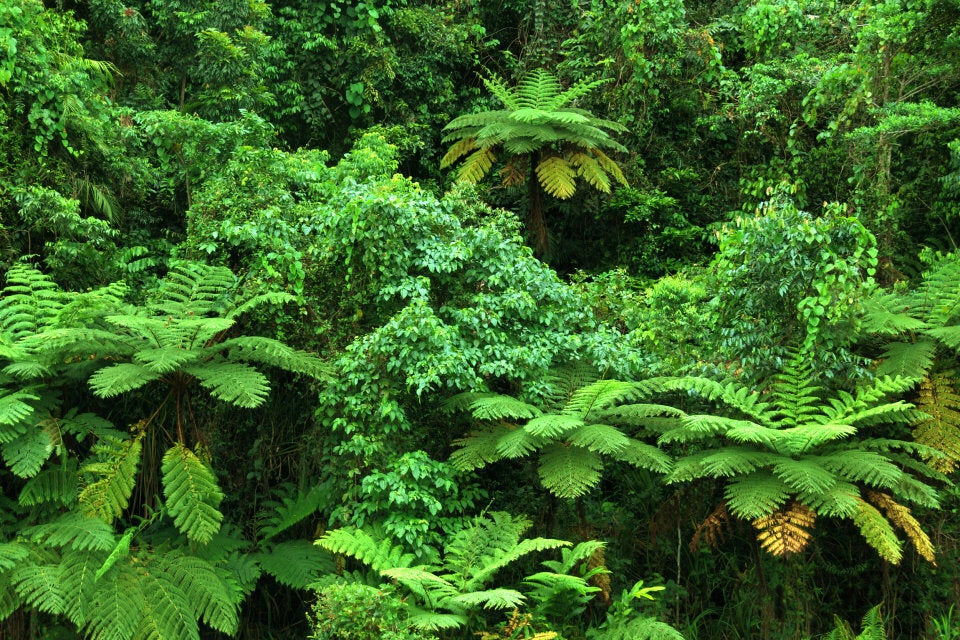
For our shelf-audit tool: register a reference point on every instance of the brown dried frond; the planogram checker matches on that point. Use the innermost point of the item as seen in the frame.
(710, 531)
(787, 531)
(901, 517)
(601, 579)
(938, 398)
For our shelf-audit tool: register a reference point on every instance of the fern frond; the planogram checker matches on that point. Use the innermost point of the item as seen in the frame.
(15, 408)
(479, 448)
(476, 166)
(40, 586)
(192, 495)
(359, 544)
(115, 608)
(460, 148)
(949, 336)
(557, 177)
(116, 469)
(939, 400)
(29, 303)
(908, 359)
(74, 530)
(645, 456)
(213, 598)
(195, 289)
(723, 462)
(26, 453)
(166, 609)
(490, 599)
(233, 382)
(804, 476)
(840, 501)
(608, 164)
(900, 516)
(756, 495)
(517, 443)
(275, 354)
(888, 314)
(597, 396)
(164, 359)
(292, 506)
(78, 576)
(640, 415)
(295, 563)
(878, 533)
(569, 472)
(111, 381)
(553, 426)
(491, 406)
(862, 466)
(786, 532)
(805, 438)
(11, 553)
(590, 170)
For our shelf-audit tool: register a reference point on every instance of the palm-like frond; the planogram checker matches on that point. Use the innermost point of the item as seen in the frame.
(192, 495)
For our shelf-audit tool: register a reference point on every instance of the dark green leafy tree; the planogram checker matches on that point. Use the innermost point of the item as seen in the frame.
(547, 142)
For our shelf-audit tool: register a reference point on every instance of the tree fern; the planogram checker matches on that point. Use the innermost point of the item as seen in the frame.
(40, 586)
(192, 495)
(801, 450)
(74, 530)
(447, 593)
(537, 126)
(569, 436)
(938, 399)
(294, 563)
(111, 477)
(291, 507)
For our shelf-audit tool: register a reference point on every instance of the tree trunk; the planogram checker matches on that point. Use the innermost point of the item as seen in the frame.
(536, 224)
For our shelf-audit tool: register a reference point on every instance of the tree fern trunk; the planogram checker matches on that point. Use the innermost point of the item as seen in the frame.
(536, 224)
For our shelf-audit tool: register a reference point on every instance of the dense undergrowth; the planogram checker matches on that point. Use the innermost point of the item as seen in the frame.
(401, 319)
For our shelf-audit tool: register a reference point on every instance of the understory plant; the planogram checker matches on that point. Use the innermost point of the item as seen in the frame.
(120, 532)
(458, 589)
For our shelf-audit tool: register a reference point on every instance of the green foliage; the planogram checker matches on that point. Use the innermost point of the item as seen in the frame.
(451, 593)
(352, 611)
(871, 629)
(623, 622)
(571, 438)
(541, 134)
(192, 494)
(784, 277)
(791, 451)
(917, 331)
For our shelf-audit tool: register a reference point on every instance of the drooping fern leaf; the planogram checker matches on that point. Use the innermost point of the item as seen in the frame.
(40, 586)
(74, 530)
(359, 544)
(115, 470)
(878, 532)
(295, 563)
(291, 507)
(192, 494)
(938, 398)
(116, 606)
(786, 532)
(901, 517)
(213, 598)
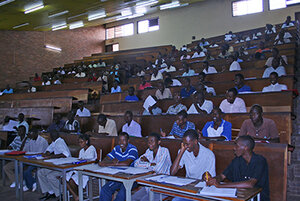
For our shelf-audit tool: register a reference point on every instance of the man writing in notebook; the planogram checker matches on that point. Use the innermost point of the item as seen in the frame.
(123, 154)
(196, 158)
(247, 169)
..........
_OBJECTIVE_
Quote the records word for word from the line containing "tree fern trunk;" through the end of the records, leaving out the pictures.

_OUTPUT FOR THIS EXERCISE_
For our shelf-audit tool: register a reference point on every instance of the tree fern trunk; the planogram checker matches on that point. Use the innermost point of the item as seen in the frame.
(536, 224)
For our shelf-audit tool: register a reference point on every instance of the dense undergrowth; the planogram checker matches on that point. Use the innermost point of the item as seen in the frame.
(401, 319)
For our shelf-audit tool: register a reference point on every instance of the understory plant; the planogram checker matches on that point. Use the innermost point of the item as seen in the frame.
(120, 532)
(458, 589)
For our shelf-audit tool: register a reference point on every instance of the green foliage; the planogram checker matches on that point. Use the innermost point of the item as seen in the frame.
(451, 593)
(352, 611)
(871, 629)
(623, 622)
(571, 438)
(541, 134)
(192, 494)
(784, 277)
(791, 451)
(917, 331)
For our shelf-audit tool: register a reference point on every instance of the drooping fern leaf; the planogram checker matches on that point. Use the innermost point of the item as seen in the frame.
(40, 586)
(74, 530)
(359, 544)
(115, 470)
(878, 532)
(295, 563)
(291, 507)
(192, 494)
(938, 398)
(116, 606)
(786, 532)
(901, 517)
(213, 598)
For our shelf-audit tool: register a reference point on every instance of the man writing in notebook; the planogram checker matches on that point. Use the innermost point of the item as seen in the frame.
(123, 154)
(196, 158)
(247, 169)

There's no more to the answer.